Records of labeled points:
————
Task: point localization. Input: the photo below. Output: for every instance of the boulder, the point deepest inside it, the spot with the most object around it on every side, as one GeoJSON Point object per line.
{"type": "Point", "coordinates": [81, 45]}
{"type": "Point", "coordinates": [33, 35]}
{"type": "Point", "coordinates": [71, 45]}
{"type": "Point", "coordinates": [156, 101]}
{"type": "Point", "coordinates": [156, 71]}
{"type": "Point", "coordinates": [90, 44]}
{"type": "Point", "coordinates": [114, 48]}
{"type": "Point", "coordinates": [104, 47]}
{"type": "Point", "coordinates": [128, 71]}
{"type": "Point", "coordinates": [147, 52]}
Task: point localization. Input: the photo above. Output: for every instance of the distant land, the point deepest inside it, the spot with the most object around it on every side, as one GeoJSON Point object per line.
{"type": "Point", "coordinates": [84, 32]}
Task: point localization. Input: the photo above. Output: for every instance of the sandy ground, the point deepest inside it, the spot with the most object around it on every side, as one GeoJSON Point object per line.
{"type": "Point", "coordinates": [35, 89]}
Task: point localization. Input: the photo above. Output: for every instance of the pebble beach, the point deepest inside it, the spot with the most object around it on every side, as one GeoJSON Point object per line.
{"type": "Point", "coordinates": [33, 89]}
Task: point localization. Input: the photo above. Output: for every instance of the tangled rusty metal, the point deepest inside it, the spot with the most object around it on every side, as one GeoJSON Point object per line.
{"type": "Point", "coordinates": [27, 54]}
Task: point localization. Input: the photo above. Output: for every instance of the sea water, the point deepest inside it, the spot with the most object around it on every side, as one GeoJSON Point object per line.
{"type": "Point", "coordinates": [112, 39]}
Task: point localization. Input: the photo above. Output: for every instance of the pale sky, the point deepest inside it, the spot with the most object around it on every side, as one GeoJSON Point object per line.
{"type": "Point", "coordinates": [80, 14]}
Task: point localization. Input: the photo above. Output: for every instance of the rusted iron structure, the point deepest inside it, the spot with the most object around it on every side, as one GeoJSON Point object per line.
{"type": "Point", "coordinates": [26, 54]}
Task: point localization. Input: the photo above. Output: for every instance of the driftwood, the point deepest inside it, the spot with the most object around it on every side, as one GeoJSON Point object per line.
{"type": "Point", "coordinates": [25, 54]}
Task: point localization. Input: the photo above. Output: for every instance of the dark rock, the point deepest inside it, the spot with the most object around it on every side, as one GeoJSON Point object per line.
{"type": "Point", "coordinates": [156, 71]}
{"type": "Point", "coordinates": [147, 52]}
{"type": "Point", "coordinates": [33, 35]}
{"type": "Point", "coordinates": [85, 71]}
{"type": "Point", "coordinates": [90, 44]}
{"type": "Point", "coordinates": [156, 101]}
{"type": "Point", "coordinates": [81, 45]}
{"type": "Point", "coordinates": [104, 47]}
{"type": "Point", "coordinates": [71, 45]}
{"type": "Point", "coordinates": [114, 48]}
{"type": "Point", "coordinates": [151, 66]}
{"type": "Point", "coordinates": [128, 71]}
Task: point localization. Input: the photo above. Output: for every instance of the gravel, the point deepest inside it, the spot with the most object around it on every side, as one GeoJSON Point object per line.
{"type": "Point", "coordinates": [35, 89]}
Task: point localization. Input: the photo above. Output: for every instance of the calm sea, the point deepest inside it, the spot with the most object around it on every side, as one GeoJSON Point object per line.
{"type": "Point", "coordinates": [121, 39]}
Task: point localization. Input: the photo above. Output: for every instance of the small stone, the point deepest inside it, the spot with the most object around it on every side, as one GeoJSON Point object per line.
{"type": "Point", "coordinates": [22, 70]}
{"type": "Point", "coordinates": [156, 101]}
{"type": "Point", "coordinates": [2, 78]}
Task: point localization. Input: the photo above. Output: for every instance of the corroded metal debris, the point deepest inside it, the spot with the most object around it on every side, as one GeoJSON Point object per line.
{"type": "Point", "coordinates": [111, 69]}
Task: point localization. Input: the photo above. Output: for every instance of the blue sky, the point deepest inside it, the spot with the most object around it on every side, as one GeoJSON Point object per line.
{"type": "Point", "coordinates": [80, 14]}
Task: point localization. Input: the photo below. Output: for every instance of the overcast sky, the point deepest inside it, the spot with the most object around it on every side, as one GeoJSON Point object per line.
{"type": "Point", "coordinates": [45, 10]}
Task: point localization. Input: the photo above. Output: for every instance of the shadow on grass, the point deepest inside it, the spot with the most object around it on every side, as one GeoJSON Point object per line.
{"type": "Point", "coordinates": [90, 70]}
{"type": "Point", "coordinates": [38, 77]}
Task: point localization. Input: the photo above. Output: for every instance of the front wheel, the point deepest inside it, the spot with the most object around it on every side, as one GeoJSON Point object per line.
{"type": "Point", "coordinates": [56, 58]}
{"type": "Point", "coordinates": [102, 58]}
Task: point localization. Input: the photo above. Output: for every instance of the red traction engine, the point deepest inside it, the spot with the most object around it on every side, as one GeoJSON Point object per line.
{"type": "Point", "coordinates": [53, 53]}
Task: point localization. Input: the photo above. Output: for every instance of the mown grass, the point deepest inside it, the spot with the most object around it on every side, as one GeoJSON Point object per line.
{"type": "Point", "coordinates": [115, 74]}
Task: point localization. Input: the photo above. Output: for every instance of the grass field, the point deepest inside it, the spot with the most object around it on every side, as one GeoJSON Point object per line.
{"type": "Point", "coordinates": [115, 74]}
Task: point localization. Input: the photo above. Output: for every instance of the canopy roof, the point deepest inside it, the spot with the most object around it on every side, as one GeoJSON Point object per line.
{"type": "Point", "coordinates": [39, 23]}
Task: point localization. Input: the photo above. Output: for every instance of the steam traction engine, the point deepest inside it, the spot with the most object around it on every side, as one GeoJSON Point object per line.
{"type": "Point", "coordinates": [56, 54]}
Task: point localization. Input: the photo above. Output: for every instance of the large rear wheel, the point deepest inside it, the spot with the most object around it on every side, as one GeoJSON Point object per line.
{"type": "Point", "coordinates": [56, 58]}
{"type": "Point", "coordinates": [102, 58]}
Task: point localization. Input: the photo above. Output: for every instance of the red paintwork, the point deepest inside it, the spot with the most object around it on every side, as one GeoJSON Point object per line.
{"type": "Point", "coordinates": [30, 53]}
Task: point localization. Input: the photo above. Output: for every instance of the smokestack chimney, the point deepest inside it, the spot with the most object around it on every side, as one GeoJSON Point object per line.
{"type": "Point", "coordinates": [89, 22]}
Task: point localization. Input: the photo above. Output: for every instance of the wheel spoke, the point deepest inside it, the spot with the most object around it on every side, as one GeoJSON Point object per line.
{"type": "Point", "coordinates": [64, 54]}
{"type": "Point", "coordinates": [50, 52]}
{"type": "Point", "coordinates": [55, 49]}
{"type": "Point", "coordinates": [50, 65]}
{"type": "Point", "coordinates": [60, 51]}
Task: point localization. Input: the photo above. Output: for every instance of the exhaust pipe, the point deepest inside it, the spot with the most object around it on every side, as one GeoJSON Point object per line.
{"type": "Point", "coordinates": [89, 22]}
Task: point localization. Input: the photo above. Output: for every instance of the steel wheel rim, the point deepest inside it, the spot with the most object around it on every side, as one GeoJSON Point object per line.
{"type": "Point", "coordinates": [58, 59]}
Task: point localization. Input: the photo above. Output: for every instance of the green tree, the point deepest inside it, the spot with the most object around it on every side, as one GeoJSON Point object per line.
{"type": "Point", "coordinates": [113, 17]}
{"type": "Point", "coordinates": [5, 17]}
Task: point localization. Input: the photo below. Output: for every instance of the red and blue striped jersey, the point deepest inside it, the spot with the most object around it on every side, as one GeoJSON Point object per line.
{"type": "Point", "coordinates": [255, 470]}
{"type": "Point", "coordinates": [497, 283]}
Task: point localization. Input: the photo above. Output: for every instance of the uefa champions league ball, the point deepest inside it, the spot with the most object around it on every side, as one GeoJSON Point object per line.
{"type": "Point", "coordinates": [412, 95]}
————
* [EXERCISE GOAL]
Repeat exactly the lines starting at the line with "of the wheel" and ending with the final line of the entries. Include nothing else.

* [EXERCISE SOLUTION]
Task: point localization. Input: the photo above. Output: for every instance of the wheel spoke, the point deepest inside it, the spot with the most object around it on every side, as one GeoJSON Point object per line.
{"type": "Point", "coordinates": [64, 54]}
{"type": "Point", "coordinates": [50, 52]}
{"type": "Point", "coordinates": [55, 49]}
{"type": "Point", "coordinates": [50, 65]}
{"type": "Point", "coordinates": [60, 51]}
Task: point localization. Input: the photo above. Output: for every instance of the exhaust pipe, the point deepest inside it, the spot with the most object around it on every side, as one GeoJSON Point object per line.
{"type": "Point", "coordinates": [89, 22]}
Task: point localization. Input: the photo above. Output: for every instance of the steel wheel rim, the point deepest inside it, the spot with the most object around it on every side, as one GeoJSON Point object per line.
{"type": "Point", "coordinates": [58, 59]}
Task: point localization. Input: the photo above. Output: for every instance of the green tree, the point deepest inside it, the spot with the most object around it on every side, as one GeoJSON Point object per line.
{"type": "Point", "coordinates": [113, 17]}
{"type": "Point", "coordinates": [5, 17]}
Task: point localization. Input: the photo below. Output: for every instance of the red and blue striped jersey, the point deepest inside it, the spot with the most object around it on every side, as one GeoJSON Point object per line.
{"type": "Point", "coordinates": [255, 470]}
{"type": "Point", "coordinates": [497, 283]}
Task: point localization. Input: the photo above. Output: for every instance of the uefa champions league ball, the point deepest inside it, the spot with the most object around it on every side, as one GeoJSON Point object per line.
{"type": "Point", "coordinates": [412, 95]}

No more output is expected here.